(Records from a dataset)

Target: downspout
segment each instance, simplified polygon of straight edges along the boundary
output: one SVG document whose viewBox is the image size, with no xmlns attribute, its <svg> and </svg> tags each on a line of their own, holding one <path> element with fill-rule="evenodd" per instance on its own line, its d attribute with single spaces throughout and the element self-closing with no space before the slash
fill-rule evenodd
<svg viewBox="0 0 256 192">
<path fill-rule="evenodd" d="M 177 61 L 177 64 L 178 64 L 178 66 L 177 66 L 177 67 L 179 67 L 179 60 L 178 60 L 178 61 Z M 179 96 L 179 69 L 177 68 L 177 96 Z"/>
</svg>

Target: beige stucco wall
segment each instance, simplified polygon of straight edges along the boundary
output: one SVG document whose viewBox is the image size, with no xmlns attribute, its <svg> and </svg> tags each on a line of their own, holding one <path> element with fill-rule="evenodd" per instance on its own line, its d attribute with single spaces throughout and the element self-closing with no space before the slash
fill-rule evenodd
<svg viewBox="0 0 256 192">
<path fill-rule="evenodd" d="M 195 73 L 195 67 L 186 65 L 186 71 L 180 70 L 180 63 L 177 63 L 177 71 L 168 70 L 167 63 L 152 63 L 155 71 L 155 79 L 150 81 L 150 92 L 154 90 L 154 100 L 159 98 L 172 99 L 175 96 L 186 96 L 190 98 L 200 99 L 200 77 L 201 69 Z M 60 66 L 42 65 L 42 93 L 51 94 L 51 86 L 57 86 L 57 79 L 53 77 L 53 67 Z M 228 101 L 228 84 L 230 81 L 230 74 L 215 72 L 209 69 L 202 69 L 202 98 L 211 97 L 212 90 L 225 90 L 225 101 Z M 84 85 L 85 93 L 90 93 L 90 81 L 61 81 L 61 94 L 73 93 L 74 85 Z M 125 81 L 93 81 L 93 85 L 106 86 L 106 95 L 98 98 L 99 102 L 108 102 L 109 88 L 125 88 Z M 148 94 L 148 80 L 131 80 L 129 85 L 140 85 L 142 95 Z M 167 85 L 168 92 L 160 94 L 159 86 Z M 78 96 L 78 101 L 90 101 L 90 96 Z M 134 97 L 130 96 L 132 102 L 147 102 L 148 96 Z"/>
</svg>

**Exercise:**
Starting at the line that contains "Target: beige stucco wall" and ending at the end of the records, write those lines out again with "stucco" swapped for "plaster" and nothing else altered.

**The response:**
Target: beige plaster wall
segment each instance, simplified polygon of straight edges along the boundary
output: one SVG document whose viewBox is the image size, with no xmlns attribute, its <svg> and </svg> tags each on a line of their own, holding one <path> element with fill-rule="evenodd" per instance on its own line, its d attribute with single spaces throughout and the element self-closing with no space before the slash
fill-rule evenodd
<svg viewBox="0 0 256 192">
<path fill-rule="evenodd" d="M 195 73 L 195 67 L 186 65 L 186 71 L 180 70 L 180 63 L 177 63 L 177 71 L 168 70 L 167 63 L 152 63 L 155 71 L 155 79 L 150 81 L 150 92 L 154 90 L 154 100 L 159 98 L 172 99 L 175 96 L 186 96 L 190 98 L 200 99 L 200 77 L 201 69 Z M 60 66 L 42 65 L 42 93 L 51 94 L 51 86 L 57 86 L 57 79 L 53 77 L 53 67 Z M 228 101 L 228 84 L 230 81 L 230 74 L 215 72 L 209 69 L 202 69 L 202 98 L 211 97 L 212 90 L 225 90 L 225 101 Z M 84 85 L 85 93 L 90 93 L 90 81 L 61 81 L 61 94 L 73 93 L 74 85 Z M 125 81 L 93 81 L 93 85 L 106 86 L 106 95 L 98 98 L 99 102 L 108 102 L 109 88 L 125 88 Z M 148 94 L 148 80 L 131 80 L 129 85 L 140 85 L 142 95 Z M 167 85 L 168 92 L 160 94 L 159 86 Z M 78 96 L 78 101 L 90 101 L 90 96 Z M 134 97 L 130 96 L 132 102 L 147 102 L 148 96 Z"/>
</svg>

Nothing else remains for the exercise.